◆ WHAT YOU WILL DO
Repeat each line of the material exactly.

◆ DATA LISTING
-=-=-

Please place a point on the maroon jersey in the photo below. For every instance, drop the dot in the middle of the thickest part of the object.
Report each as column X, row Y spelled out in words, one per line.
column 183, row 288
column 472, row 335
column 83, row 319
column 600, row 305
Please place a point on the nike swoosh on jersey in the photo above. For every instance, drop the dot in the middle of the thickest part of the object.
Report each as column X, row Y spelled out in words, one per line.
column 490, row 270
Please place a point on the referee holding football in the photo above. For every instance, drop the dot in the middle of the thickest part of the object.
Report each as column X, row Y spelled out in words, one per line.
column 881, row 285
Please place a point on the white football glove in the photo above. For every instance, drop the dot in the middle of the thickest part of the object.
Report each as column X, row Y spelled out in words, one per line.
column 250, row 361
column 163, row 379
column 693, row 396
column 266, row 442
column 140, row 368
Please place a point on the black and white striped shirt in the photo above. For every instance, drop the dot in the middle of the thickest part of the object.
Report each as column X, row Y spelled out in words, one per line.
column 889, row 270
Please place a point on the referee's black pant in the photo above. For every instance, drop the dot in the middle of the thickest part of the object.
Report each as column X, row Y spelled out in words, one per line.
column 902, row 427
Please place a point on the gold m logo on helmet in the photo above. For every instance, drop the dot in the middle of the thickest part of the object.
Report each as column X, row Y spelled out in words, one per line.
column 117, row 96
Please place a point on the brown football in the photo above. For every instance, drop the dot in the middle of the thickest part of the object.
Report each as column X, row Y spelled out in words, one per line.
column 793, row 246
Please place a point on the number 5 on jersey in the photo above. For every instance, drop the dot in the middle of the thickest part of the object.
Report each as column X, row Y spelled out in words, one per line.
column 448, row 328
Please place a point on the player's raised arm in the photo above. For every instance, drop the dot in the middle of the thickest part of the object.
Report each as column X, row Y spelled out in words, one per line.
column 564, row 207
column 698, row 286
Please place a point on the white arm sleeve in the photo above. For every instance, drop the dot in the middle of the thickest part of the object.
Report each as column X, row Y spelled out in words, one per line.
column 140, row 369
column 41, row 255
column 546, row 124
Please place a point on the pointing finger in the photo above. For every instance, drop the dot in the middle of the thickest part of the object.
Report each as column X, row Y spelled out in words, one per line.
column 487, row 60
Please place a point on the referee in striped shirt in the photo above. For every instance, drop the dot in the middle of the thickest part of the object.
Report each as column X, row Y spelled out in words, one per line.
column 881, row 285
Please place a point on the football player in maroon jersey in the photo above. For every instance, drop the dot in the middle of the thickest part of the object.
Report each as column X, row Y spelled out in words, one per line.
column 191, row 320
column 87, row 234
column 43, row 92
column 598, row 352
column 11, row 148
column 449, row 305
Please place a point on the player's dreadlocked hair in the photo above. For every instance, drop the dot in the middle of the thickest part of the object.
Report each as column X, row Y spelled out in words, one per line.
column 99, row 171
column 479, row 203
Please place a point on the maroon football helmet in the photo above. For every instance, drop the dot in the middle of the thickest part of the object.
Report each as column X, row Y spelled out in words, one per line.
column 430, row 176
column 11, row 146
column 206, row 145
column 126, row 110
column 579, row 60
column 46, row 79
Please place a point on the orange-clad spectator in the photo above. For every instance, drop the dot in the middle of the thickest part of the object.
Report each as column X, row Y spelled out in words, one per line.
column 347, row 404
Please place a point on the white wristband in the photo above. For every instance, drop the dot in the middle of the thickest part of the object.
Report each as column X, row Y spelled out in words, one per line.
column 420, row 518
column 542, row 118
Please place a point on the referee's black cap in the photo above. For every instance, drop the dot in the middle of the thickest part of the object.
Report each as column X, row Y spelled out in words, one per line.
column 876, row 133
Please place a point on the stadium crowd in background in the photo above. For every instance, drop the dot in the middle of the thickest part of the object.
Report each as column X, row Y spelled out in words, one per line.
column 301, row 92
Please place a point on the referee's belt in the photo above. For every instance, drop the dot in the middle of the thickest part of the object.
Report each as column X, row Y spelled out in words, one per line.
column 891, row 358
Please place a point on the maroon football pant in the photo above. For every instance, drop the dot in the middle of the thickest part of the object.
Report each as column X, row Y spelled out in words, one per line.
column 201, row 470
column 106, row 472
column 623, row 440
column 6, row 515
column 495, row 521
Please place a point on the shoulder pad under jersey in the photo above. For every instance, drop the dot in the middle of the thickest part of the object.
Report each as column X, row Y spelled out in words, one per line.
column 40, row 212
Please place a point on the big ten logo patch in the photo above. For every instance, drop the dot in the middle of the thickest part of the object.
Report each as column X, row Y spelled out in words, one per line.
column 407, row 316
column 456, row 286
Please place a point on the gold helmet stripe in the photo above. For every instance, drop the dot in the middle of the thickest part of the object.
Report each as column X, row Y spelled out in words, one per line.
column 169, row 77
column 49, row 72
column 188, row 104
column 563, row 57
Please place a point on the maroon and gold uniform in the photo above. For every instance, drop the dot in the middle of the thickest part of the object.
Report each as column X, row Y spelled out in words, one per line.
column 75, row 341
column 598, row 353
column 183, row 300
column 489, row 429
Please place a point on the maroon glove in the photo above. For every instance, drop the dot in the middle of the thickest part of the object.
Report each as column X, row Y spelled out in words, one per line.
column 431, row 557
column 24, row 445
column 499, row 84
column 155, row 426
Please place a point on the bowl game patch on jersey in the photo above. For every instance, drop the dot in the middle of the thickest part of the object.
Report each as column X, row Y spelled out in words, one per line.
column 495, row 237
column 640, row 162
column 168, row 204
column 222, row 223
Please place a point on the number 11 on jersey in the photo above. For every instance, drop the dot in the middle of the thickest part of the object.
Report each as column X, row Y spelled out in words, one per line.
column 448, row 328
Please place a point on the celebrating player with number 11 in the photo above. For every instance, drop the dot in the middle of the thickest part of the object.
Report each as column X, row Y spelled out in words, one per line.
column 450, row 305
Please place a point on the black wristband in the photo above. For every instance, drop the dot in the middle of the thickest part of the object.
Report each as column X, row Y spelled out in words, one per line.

-=-=-

◆ WRITTEN RESPONSE
Please place a point on the maroon jersey in the photo below. For every instance, drop the dot in the middle of the thickest part of the object.
Report each as column X, row Y spelled out in words, one per line.
column 183, row 288
column 472, row 335
column 83, row 319
column 600, row 305
Please place a point on the nike swoosh on jersey in the photo above. For every instance, drop the dot in the middle of the thickest part of the object.
Report each as column X, row Y spelled out in words, one per line.
column 490, row 270
Please place a point on the referee holding football in the photo above. For every instance, drop the dot in the middle of the thickest part of the object.
Report each as column X, row Y spelled out in words, one per line.
column 881, row 285
Please place a point on the white football glove in the photo above. For every instance, drop the dot in the middle of the thickest part of the object.
Report each as column X, row Y spelled out in words, one per line.
column 250, row 361
column 163, row 379
column 693, row 396
column 266, row 442
column 140, row 368
Please place a point on the black and white striped shirt in the photo above. For every instance, drop the dot in the middle of the thickest part of the object.
Report each as column X, row Y spelled out in words, one per line.
column 889, row 270
Please place a point on the referee's black pant in the photo above. For every instance, drop the dot in the middle of the thickest part of the object.
Report each as column X, row Y spelled out in words, one per line.
column 902, row 427
Please place a point on the gold m logo on helmet in the photo above. For every instance, drop the dot in the middle of the thickest part of the object.
Report each as column X, row Y spelled out in words, one per line.
column 117, row 96
Please place a point on the brown football in the photo above. For every instance, drop the dot in the middle of the thickest part of the object.
Report each as column X, row Y spelled out in words, one per line.
column 793, row 246
Please place a point on the number 5 on jersey in the photo above. For every instance, drop the dot in the middle of the thickest part of the object.
Report each as column X, row Y spelled out in words, one per line.
column 448, row 328
Please place a point on the player's raised arm in the photo above. For every instance, drop the dot in the middle of the thickest part of the object.
Report each as column X, row Y spelled out in words, one per line.
column 564, row 207
column 698, row 286
Please place a point on the white arm sleeve in the photo above. For every instance, drop the dot in the middle of the thickest part of the object.
Report each as column X, row Y spelled out in words, one per line.
column 140, row 369
column 41, row 255
column 546, row 124
Please place a point on the pointing finger in the photo above. For every instance, drop the dot in the middle of the thickest part of the object.
Report each as column X, row Y spelled out in words, one per line.
column 487, row 60
Please place a point on the referee in striped shirt in the photo above. For every instance, drop the dot in the middle of the thickest part of the object.
Report each as column X, row Y spelled out in words, one per line.
column 881, row 285
Please place a point on the football player in maroon jersey in the photo above. For every instance, drop the dot in the middle of the thickest part of the object.
Report each as column X, row Y spelled out in words, one per line.
column 191, row 320
column 87, row 234
column 43, row 92
column 598, row 352
column 11, row 148
column 449, row 305
Please place a point on the player's dreadlocked hair in the photo above. For every instance, drop the dot in the middle of the thickest part of the object.
Report each as column X, row Y spelled out in words, one per line.
column 99, row 171
column 479, row 203
Please place a point on the maroon football helmet in the photo above. For every instance, drop the dot in the middle of the thickest part of the object.
Report each as column X, row Y spelled out in words, one per line.
column 430, row 176
column 11, row 146
column 206, row 145
column 126, row 110
column 579, row 60
column 46, row 79
Please place a point on the orange-clad spectator in the photo above. For every instance, drop the dot in the middle of the thickest part of the object.
Report each as column X, row Y spelled out in words, one per line.
column 347, row 404
Please place a point on the white wristband in the photo above. For every instance, drop the dot in the middle of the thickest part of the object.
Report each as column X, row Y spelled out in words, one per line.
column 420, row 518
column 542, row 118
Please place a point on the referee's black cap in the photo above. For every instance, drop the dot in the middle of the thickest part of the object.
Report each as column X, row Y spelled out in words, one per line.
column 876, row 133
Please place a point on the stadium crowd in background in the photo above. For every instance, drop the dot in the middle of the thickest part of the object.
Report each as column X, row Y spelled out in words, one per line.
column 301, row 92
Please place a point on the referee's belt in the photo above. For every instance, drop the dot in the middle of the thickest part of the object.
Report each as column X, row Y spelled out in words, one per line.
column 891, row 358
Please place a point on the maroon football pant in the photo above. For every instance, drop the dot in the middle of the thickest part of the object.
Report each as column X, row Y spelled out in words, one per line.
column 201, row 470
column 106, row 472
column 623, row 440
column 6, row 515
column 495, row 521
Please place a point on the shoulder pad under jersey in the photo above. For every instance, drop the dot in the middle of the thickest part of the object.
Report each as column X, row Y spelled out in words, one per line.
column 40, row 212
Please place a point on the big ten logo patch in the photo above. For every instance, drop the dot in the middle of the thickest part of the object.
Report each as column X, row Y spelled out in words, one per line.
column 407, row 316
column 456, row 286
Please place a point on the gold helmet stripe in the photo above. For every instance, drop the dot in the middle of the thickest part of the object.
Report each as column X, row Y spelled out in words, one per line.
column 169, row 77
column 49, row 72
column 188, row 104
column 563, row 57
Please place a point on the maroon and gold uniform in the photo above. For every instance, drop the dot in the middle of the thickest part of the object.
Report each as column X, row Y spelled out in words, one per line.
column 75, row 341
column 598, row 353
column 183, row 300
column 489, row 429
Please place a point on the maroon glove in the photo above. For every instance, drop the dot in the middle of the thickest part of the object.
Report each as column X, row Y spelled out in words, one per line.
column 431, row 557
column 24, row 445
column 499, row 84
column 155, row 426
Please place a point on the bowl game patch on jersey in the photo above. For every instance, drop the dot in the middle of the thickest part of the object.
Report each as column X, row Y spelled out in words, one per line.
column 495, row 237
column 640, row 162
column 168, row 204
column 222, row 223
Please place a point on the number 11 on jersey in the photo above. For every instance, drop the dot in the middle of the thickest part of the object.
Report each as column X, row Y spelled out in words, one per line.
column 448, row 328
Please place a point on the celebrating player with number 11 in the photo above. For every instance, drop the dot in the middle of the thickest part of the object.
Report each as column X, row Y spelled out in words, one per line.
column 450, row 305
Please place a point on the black wristband in the photo above. For every instance, drop the dot in the middle of the thickest part of the object.
Report each as column X, row Y spelled out in words, one per line.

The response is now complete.